* [Exercise instructions]: Report every line in the listing below where the string "that" shows up.

* [Records to use]:
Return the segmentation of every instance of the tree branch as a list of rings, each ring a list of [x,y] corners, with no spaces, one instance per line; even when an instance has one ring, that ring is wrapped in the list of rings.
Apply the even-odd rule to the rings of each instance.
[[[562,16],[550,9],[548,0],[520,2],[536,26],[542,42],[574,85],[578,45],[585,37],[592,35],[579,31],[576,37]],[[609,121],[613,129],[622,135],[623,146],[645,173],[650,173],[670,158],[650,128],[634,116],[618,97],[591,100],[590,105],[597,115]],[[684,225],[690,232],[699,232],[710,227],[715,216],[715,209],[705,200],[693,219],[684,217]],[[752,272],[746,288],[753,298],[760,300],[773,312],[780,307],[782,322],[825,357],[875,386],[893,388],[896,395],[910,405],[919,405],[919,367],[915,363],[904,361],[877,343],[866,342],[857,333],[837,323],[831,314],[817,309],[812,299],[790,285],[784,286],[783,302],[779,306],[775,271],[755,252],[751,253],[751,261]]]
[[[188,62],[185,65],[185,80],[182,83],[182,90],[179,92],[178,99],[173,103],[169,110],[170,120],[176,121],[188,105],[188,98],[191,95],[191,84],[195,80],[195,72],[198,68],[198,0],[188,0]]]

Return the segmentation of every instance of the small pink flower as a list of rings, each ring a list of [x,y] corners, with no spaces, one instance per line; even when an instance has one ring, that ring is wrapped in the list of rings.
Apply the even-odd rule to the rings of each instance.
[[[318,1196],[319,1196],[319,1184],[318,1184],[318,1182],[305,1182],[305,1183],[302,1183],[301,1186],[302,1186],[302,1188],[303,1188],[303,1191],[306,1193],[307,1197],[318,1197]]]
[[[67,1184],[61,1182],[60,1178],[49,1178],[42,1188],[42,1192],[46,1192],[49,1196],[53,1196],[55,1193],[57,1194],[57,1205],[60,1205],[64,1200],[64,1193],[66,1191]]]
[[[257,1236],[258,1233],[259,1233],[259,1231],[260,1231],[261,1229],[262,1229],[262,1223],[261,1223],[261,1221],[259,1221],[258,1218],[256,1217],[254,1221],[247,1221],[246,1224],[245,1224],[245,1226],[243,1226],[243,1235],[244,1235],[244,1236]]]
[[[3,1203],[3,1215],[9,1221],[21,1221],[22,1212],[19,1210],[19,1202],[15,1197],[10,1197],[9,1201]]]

* [Exercise result]:
Return the segmentation of every instance of the tree branch as a list of rings, each ring a list of [x,y] corners, with no spaces, one instance per line; even when an instance has one ring, that ring is wrapped in the list of rings.
Return the segmentation of every instance of the small pink flower as a list of rings, each ring a list of [x,y] corners, with no spaces, one instance per line; even when an instance has one ring, that ring is wrapped in the list of rings.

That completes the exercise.